Natural language region descriptions
◇ ◇ ◇
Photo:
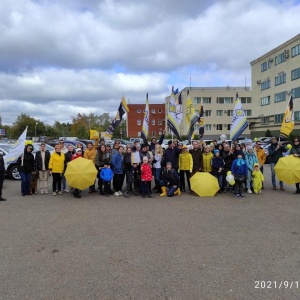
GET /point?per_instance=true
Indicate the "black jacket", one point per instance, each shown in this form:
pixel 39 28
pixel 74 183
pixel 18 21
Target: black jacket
pixel 39 161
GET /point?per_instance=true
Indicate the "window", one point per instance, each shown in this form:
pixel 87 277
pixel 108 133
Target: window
pixel 206 100
pixel 265 101
pixel 279 59
pixel 280 97
pixel 278 118
pixel 296 92
pixel 264 120
pixel 280 79
pixel 264 66
pixel 265 85
pixel 207 113
pixel 296 50
pixel 295 74
pixel 245 99
pixel 225 100
pixel 207 127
◇ ◇ ◇
### Exercise brief
When copying the entries above, keep each word as it is and exclude any image.

### Solved exercise
Photo:
GET /point?per_instance=true
Indicate the "black jacket", one point per instance, each shown in this form:
pixel 39 28
pixel 74 183
pixel 18 21
Target: black jacket
pixel 39 161
GET /point?per_instance=true
Indicate the "window", one point per instance, each shown in this form:
pixel 87 277
pixel 108 133
Target: window
pixel 206 100
pixel 265 101
pixel 279 59
pixel 280 97
pixel 278 118
pixel 296 92
pixel 264 120
pixel 280 79
pixel 264 66
pixel 265 85
pixel 207 113
pixel 296 50
pixel 295 74
pixel 245 99
pixel 225 100
pixel 207 127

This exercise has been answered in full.